§ 課題のねらい
カヌーの手入れについての文書を読み、フジタカヌーが使っているスプレー式潤滑油の製品名を答えなさい。

§ 文書の一部
本日は午後からアルピナ2-430の修理とメンテナンスをしました。
フレーム、船体布とも大きな損傷はありませんでしたが、数点の部品交換と
縦通パイプ(ガンネル・チャイン)やキールをリブフレームと接合するチャンネルの
増し締め、そしてパイプ表面のクリーニングと継芯部のオイル塗布を行いました。
今回の記事では腐食防止と、いつまでも組みやすい状態を保つための
日常の簡単な手入れ方法をご紹介します。
手入れ前の状態。写真のパーツはガンネルとチャインの後部です(スライドさせる部分)。
継芯の表面は乾き、真鍮のボタンは軽い緑青が出ています。
まずはアセトン(有機溶剤。ほとんどの油脂をよく溶かす特性あり)を含ませたウェスで
パイプの表面をよく拭きます。ご家庭でメンテナンスされる場合はアルコールやエタノールなどを
ご利用ください。消毒用エタノールならドラッグストアやホームセンターで500ml¥300前後で
販売されています。ちなみに霧吹きがあれば、ウェスやパーツへ直接それらを吹きかけることが
できるので便利です。霧吹きは100円ショップにもあると思いますが、おすすめはCANYON
(キャンヨン)という日本製商品です(握りが軽く、噴霧も均一、かつ拡散の調節可能)。
※汚れが少ない場合は水拭きで十分です。
パイプ表面をクリーニングしたのち、スプレー式の潤滑油を塗布します。
フジタカヌーではクレ5-56より防錆、防湿、潤滑性が高いマリン用の6-66を使用しています。
19mm径のパイプにはごく少量、継芯の16mm径パイプやボタンには多すぎない程度に
塗布します。ボタンがある継芯には、ボタンにオイルを直接吹きかけて
ウエスで継芯全体を軽く磨くように広げます。
潤滑油を塗った状態。
1枚目の写真と比べてパイプ表面やボタンの状態の違いが分かるでしょうか。
潤滑油を吹きかける時はこのようにパイプをずらすと、手を離しても接続されませんので
作業しやすいです。テーブルの汚れ防止には写真のようにウエスなどを敷いてください。
ボタン部や継芯、後部スライド部に潤滑油が塗布されていれば
アルミの保護になると同時に、組み立てが非常にスムーズになります。

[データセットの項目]
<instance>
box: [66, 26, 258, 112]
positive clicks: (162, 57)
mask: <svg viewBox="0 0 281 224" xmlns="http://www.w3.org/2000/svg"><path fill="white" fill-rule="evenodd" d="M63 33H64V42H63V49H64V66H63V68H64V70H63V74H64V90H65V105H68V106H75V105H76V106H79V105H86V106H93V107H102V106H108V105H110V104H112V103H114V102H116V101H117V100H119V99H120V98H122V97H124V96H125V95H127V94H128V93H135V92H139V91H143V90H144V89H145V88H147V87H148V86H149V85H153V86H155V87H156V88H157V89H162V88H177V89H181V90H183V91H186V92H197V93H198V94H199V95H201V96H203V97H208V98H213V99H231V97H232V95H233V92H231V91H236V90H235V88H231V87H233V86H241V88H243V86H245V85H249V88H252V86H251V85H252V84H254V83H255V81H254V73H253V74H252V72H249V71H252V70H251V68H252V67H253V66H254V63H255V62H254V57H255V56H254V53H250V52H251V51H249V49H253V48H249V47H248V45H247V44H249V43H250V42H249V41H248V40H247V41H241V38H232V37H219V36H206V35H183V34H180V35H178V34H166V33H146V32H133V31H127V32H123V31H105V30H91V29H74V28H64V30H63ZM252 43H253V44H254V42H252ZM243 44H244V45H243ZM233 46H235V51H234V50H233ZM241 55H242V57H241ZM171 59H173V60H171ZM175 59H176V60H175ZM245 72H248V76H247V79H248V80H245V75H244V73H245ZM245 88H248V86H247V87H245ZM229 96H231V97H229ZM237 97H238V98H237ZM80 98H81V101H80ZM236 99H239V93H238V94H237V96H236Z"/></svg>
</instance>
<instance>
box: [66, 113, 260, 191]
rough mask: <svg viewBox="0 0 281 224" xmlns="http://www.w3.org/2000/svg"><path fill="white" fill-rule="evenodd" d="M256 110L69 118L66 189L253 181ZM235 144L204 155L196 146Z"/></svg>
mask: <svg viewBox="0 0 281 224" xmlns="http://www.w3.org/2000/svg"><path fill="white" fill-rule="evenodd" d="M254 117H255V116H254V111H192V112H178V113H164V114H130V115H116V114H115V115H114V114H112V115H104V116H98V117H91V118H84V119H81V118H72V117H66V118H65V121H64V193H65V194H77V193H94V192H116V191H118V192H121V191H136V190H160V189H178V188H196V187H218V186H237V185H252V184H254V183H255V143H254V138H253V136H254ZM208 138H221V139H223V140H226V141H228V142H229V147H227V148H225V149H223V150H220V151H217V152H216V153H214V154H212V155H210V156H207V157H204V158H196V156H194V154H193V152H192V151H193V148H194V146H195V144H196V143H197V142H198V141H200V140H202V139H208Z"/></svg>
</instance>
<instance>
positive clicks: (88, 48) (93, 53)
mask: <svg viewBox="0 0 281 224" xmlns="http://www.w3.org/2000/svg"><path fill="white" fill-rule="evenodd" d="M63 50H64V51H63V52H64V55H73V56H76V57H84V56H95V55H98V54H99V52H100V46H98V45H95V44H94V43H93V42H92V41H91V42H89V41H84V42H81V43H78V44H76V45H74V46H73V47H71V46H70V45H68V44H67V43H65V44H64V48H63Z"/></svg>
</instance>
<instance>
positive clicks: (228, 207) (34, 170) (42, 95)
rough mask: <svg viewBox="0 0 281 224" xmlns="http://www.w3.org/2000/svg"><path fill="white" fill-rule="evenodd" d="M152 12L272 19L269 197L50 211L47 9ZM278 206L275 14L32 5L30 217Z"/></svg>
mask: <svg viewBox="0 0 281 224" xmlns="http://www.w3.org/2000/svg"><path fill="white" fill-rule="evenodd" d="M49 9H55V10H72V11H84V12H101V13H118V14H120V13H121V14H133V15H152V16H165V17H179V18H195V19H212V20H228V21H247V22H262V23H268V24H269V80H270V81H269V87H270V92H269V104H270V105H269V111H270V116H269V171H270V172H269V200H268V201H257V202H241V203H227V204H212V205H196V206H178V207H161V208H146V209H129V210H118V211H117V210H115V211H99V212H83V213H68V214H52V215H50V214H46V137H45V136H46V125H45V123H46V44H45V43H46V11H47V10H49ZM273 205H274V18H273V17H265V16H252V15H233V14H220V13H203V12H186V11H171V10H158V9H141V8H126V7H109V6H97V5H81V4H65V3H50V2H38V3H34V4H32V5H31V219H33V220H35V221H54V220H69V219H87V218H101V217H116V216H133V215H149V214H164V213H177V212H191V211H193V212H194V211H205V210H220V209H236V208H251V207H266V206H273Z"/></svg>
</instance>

§ 解答欄
マリン用の6-66を使用している。